Request:
Convert every line of the items below into a Markdown table with two columns, Row for the row number and Line for the line itself. Leave out any blank lines.

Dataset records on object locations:
□ □ □ □ □ □ □

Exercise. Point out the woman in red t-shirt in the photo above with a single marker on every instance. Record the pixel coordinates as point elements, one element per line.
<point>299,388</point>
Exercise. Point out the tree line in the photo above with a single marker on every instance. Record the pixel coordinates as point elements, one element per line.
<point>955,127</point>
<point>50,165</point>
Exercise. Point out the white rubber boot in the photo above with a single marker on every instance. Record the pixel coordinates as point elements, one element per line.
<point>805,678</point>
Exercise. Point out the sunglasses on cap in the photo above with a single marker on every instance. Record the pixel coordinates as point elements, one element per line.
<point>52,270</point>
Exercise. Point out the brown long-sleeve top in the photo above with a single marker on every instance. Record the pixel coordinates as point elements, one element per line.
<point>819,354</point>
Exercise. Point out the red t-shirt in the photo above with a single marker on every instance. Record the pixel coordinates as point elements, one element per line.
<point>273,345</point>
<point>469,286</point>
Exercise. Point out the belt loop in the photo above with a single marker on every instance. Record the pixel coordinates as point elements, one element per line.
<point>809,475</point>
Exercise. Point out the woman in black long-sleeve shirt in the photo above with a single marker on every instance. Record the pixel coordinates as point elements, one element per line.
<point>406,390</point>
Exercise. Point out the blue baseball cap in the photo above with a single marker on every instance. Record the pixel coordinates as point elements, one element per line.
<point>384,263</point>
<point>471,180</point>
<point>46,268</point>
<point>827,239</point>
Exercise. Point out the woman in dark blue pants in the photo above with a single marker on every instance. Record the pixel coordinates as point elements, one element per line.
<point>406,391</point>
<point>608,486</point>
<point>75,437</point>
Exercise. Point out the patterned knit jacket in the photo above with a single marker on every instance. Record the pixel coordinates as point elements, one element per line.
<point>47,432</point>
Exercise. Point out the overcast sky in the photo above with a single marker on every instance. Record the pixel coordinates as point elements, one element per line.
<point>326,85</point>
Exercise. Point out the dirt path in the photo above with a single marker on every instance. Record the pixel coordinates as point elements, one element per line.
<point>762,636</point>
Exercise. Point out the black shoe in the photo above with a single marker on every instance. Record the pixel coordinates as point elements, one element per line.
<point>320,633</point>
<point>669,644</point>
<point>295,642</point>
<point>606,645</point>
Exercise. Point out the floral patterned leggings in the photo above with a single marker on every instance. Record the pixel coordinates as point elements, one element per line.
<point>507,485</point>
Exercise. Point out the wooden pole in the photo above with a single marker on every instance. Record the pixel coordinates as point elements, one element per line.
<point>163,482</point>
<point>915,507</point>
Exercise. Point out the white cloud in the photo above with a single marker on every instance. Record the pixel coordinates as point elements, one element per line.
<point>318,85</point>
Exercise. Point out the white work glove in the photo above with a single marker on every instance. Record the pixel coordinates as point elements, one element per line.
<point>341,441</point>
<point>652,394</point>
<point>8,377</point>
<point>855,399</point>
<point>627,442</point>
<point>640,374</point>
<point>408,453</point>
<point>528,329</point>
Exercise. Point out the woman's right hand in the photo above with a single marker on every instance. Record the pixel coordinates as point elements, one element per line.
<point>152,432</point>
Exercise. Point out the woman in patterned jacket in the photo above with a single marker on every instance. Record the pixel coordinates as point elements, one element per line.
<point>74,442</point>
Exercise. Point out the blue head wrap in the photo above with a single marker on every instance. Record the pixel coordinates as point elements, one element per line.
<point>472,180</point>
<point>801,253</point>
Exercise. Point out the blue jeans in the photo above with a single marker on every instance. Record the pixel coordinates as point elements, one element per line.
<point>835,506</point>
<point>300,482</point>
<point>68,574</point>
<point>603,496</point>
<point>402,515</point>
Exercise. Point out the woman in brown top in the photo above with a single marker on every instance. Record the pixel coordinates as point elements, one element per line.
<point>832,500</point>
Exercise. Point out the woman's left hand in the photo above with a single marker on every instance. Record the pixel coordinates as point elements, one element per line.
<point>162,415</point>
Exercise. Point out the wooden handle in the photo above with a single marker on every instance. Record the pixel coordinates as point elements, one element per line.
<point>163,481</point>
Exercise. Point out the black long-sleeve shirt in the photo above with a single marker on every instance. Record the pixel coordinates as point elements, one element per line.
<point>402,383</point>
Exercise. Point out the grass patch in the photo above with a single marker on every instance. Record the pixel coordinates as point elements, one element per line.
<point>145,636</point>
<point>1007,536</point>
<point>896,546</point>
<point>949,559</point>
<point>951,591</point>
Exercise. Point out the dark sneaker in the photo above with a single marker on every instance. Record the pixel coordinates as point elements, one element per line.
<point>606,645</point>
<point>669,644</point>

□ □ □ □ □ □ □

Worked solution:
| Row | Line |
|---|---|
| 1 | Exercise. Point out the woman in red t-shirt in the photo above with a single marker on every instance. Record the pixel coordinates as point elements, one element per line. |
| 2 | <point>299,388</point> |
| 3 | Exercise. Point out the tree line in the photo above with a single marker on every instance. Record the pixel coordinates as point elements, one element per line. |
| 4 | <point>955,127</point> |
| 5 | <point>50,165</point> |
| 6 | Exercise. Point out the white rubber boot in the photo above with a single marker on every instance. Record the pixel coordinates as point elements, one element per line. |
| 7 | <point>805,678</point> |
| 8 | Exercise. Point out the sunglasses on cap in the photo above with a single marker on every instance. Record the pixel coordinates as point elements, one element per line. |
| 9 | <point>52,270</point> |
| 10 | Exercise. Point out the brown long-sleeve top in the photo above with a single marker on every instance. Record the pixel coordinates as point elements, one element per line. |
| 11 | <point>819,354</point> |
| 12 | Exercise. Point out the red t-shirt in the photo above with a single marker on every instance. Record the pixel coordinates as point elements, one element per line. |
| 13 | <point>273,345</point> |
| 14 | <point>469,286</point> |
| 15 | Exercise. Point out the belt loop in the photo above with a single marker on every instance. Record the pixel coordinates as point elements, one element per line. |
| 16 | <point>809,475</point> |
| 17 | Exercise. Point out the woman in black long-sleeve shirt in the photo above with a single marker on every instance. Record the pixel coordinates as point elements, one element per line. |
| 18 | <point>406,390</point> |
| 19 | Exercise. Point out the blue baseball cap in the photo above with a single marker on every instance. Record the pixel coordinates as point elements, one element per line. |
| 20 | <point>384,263</point> |
| 21 | <point>471,180</point> |
| 22 | <point>46,268</point> |
| 23 | <point>827,239</point> |
| 24 | Exercise. Point out the woman in dark blue pants in the photo above with a single marker on every instance. Record the pixel coordinates as point elements, one element per line. |
| 25 | <point>406,391</point> |
| 26 | <point>608,486</point> |
| 27 | <point>75,437</point> |
| 28 | Exercise. Point out the patterned knit jacket in the photo above with a single marker on every instance. Record the pixel coordinates as point elements, one element per line. |
| 29 | <point>47,432</point> |
| 30 | Exercise. Point out the overcast sky in the photo above with a single marker on every instance. Record the pixel coordinates as point elements, one element per line. |
| 31 | <point>326,85</point> |
| 32 | Exercise. Point out the dirt path in the photo above with a single marker on every instance. Record the pixel coordinates as point elements, one element per line. |
| 33 | <point>762,636</point> |
| 34 | Exercise. Point out the black shoe in the photo above with a single marker on every instance. Record the pixel coordinates as point elements, one element per line. |
| 35 | <point>320,633</point> |
| 36 | <point>669,644</point> |
| 37 | <point>295,642</point> |
| 38 | <point>606,645</point> |
| 39 | Exercise. Point out the floral patterned leggings in the photo above with a single marker on every instance. Record the pixel coordinates as point elements, one element per line. |
| 40 | <point>507,485</point> |
| 41 | Exercise. Point out the wooden pole in the photo above with a single marker on every instance. Record the pixel coordinates as point elements, one element per line. |
| 42 | <point>163,482</point> |
| 43 | <point>915,507</point> |
| 44 | Exercise. Point out the white cloud in the photo above with a single marker on every instance. Record the pixel coordinates as point elements, one element per line. |
| 45 | <point>318,85</point> |
| 46 | Exercise. Point out the white work glove in the photo above with a single marker on every instance. Record the pixel coordinates as point elements, one element per line. |
| 47 | <point>341,441</point> |
| 48 | <point>652,394</point> |
| 49 | <point>8,377</point> |
| 50 | <point>855,399</point> |
| 51 | <point>627,442</point> |
| 52 | <point>640,374</point> |
| 53 | <point>408,453</point> |
| 54 | <point>528,329</point> |
| 55 | Exercise. Point out the woman's right hand in the photo above with a single marker on every instance. Record the pixel coordinates as point elements, one element per line. |
| 56 | <point>152,432</point> |
| 57 | Exercise. Point out the woman in patterned jacket in the photo above with a single marker on every instance. Record the pixel coordinates as point elements, one element per line. |
| 58 | <point>74,442</point> |
| 59 | Exercise. Point out the blue head wrap in the photo above with a single marker on every instance. Record the pixel coordinates as point elements, one element per line. |
| 60 | <point>472,180</point> |
| 61 | <point>801,253</point> |
| 62 | Exercise. Point out the blue jeans in the photo above with a single marker on every instance. Record the pixel coordinates as point elements, one element per line. |
| 63 | <point>835,506</point> |
| 64 | <point>300,482</point> |
| 65 | <point>68,574</point> |
| 66 | <point>603,496</point> |
| 67 | <point>402,515</point> |
| 68 | Exercise. Point out the woman in brown top in the photo above with a single marker on every instance. Record the pixel coordinates as point elements, one element per line. |
| 69 | <point>832,500</point> |
| 70 | Exercise. Point out the woman's left hand in the photo above with a single marker on every instance. Record the pixel coordinates as point elements, one element per line. |
| 71 | <point>162,415</point> |
| 72 | Exercise. Point out the wooden handle in the photo above with a single marker on every instance. Record the pixel coordinates as point elements, one element per line. |
| 73 | <point>163,481</point> |
| 74 | Exercise. Point out the black long-sleeve shirt in the photo above with a single marker on every instance. Record the pixel coordinates as point elements, one element per line. |
| 75 | <point>402,383</point> |
| 76 | Exercise. Point out the grass patch in the photo above with a single marker on every instance. Record the pixel coordinates as point elements, one element per line. |
| 77 | <point>145,636</point> |
| 78 | <point>1007,536</point> |
| 79 | <point>896,546</point> |
| 80 | <point>949,559</point> |
| 81 | <point>951,591</point> |
| 82 | Exercise. Point out the dark sneaker in the photo above with a single marker on every instance. Record the pixel coordinates as point elements, one element per line. |
| 83 | <point>606,645</point> |
| 84 | <point>669,644</point> |